Brief a:
In the records, rewrite the lines from the line with "Place a point on every instance of the blue" through the last line of the records, substituting "jacket" for "cardigan" and changing nothing else.

Source excerpt:
"""

# Looking for a type of timer relay



## Revolver (5 mo ago)

I have a job site with a pair of Honeywell true steam humidifiers that are each installed on the supply plenum of First Co air handlers with integral cooling and hydro-air coils. In my geographic region there is a need to add moisture to the air during heating season.

I do not trust the homeowners to always remember to shut off the humidistats in the springtime when they switch over to air conditioning. I do not want to allow the possibility of that oversight to happen.

Here is my idea: All 24 volt. Envision that the hh terminal wires between the humidistat and the humidifier get ran through a contactor relay.
This relay is sequenced to begin perhaps upon a heating call to W. This sequence acts on the heating signal to activate a timer of perhaps 30 minutes or greater. During the 30 minutes, contact switch remains closed where hh passes through.
This would allow the humidifier to function during that window of time after a recent call for heating.

This would bar the humidifier from functioning at other times such as cooling season or shoulder seasons where for a period of time, neither heating or cooling is used.
I know that the simple part is to train the homeowners to shut off the humidistat when heating season is over.

My imagination considers the possibility of the homeowners forgetting and possibly causing mildew growth on the dust that may pre-exist within the ductwork system.
I have seen a few job sites that were new to me, where I found green mildew growth downstream of the blower fans that I have walked away from. A type of situation that I’d want nothing to do with anyhow, but certainly don’t want to allow the possibility to create such a scenario. If the homeowners turned on the a/c while forgetting to shut down the truesteam, I would expect cold saturated ductwork.

"""

Brief b:
From the forum post about a humidifier timer relay, pull out the passage from "I know that" to "cold saturated ductwork." word for word.

Task material:
"""

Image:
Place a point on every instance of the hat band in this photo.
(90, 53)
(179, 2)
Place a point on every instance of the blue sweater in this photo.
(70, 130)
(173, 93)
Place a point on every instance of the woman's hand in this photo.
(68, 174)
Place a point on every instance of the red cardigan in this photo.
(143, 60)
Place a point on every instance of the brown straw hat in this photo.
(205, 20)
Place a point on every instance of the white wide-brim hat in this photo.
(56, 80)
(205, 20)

"""

Complete output a:
Place a point on every instance of the blue sweater in this photo.
(70, 130)
(173, 93)
Place a point on every instance of the woman's hand in this photo.
(68, 174)
Place a point on every instance of the red jacket in this photo.
(143, 60)
Place a point on every instance of the brown straw hat in this photo.
(205, 20)
Place a point on every instance of the white wide-brim hat in this photo.
(56, 80)
(205, 20)

Complete output b:
I know that the simple part is to train the homeowners to shut off the humidistat when heating season is over.

My imagination considers the possibility of the homeowners forgetting and possibly causing mildew growth on the dust that may pre-exist within the ductwork system.
I have seen a few job sites that were new to me, where I found green mildew growth downstream of the blower fans that I have walked away from. A type of situation that I’d want nothing to do with anyhow, but certainly don’t want to allow the possibility to create such a scenario. If the homeowners turned on the a/c while forgetting to shut down the truesteam, I would expect cold saturated ductwork.